*WRITTEN REQUEST 1*
Which series does the post about Sarah Madison's absence say the writer intends to bring to a close?
*WRITTEN REQUEST 2*
Repeat the Sarah Madison post from "There have been" up to and including "cishet white woman.", switching "ledge" to "edge".

*SUPPLIED PASSAGE*
• • • • •

Where in the world is Sarah Madison?

Where in the world is Sarah Madison?

You might be asking yourself that right about now–or maybe not. If you’re like me, sometimes the first time I notice someone has been absent is when they pop up to apologize for their absence–which then results in a flurry of guilt for not realizing before–please, don’t do that. It’s okay. I understand.

There have been reasons for the absence. Boring reasons that can be summed up with: life hit me hard and tumbled me into a well of depression. At the moment, I appear to be sitting on the ledge, contemplating pulling myself out and seeing what’s next. Part of that process appears to be reconsidering what Sarah Madison brings to the M/M romance table as a middle-aged cishet white woman.

I’ll be honest, I’m not sure she does bring anything to the table that can’t better be told by someone with a deeper understanding of what it’s like to be a member of the GLBTQ community. I love writing. I fall in love with characters and want to tell their stories. But that doesn’t necessarily mean I’m the best one to tell them.

That said, it is my intention to bring the Sixth Sense series to a close–hopefully completing a draft for publication in 2019. I have other stories I’d love to tell, but I have to warn you, if I do, it will be a long, slow process to publishing. I’m not a fast writer these days. I’ve become self-critical to the point of hamstringing the process–that’s something else I need to work on.

But as we leave 2018 behind, I felt the need to poke my head out of the burrow and check the weather. For the first time in a long time, I scent hope in the air.

• • • • •

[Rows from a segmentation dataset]
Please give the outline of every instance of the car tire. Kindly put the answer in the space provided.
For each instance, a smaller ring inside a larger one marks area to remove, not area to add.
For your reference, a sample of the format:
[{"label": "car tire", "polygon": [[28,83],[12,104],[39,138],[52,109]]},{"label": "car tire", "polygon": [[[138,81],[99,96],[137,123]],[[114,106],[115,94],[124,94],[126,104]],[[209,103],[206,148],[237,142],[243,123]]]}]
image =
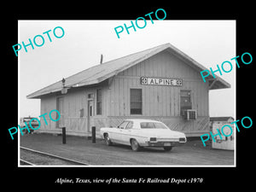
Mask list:
[{"label": "car tire", "polygon": [[172,147],[164,147],[164,150],[165,151],[171,151],[172,150]]},{"label": "car tire", "polygon": [[112,145],[112,142],[108,137],[108,134],[105,134],[104,135],[104,140],[105,140],[105,143],[108,146],[111,146]]},{"label": "car tire", "polygon": [[141,147],[136,139],[131,140],[131,148],[133,151],[139,151]]}]

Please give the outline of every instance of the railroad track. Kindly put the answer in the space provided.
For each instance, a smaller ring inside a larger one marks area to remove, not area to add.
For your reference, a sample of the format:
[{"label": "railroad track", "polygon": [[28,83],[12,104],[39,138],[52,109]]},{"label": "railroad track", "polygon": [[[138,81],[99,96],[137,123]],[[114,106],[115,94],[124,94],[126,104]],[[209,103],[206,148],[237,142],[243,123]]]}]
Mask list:
[{"label": "railroad track", "polygon": [[89,164],[58,155],[20,147],[20,165],[24,166],[89,166]]}]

• • • • •

*COMPLETE OUTPUT 1*
The Sixth Sense series.

*COMPLETE OUTPUT 2*
There have been reasons for the absence. Boring reasons that can be summed up with: life hit me hard and tumbled me into a well of depression. At the moment, I appear to be sitting on the edge, contemplating pulling myself out and seeing what’s next. Part of that process appears to be reconsidering what Sarah Madison brings to the M/M romance table as a middle-aged cishet white woman.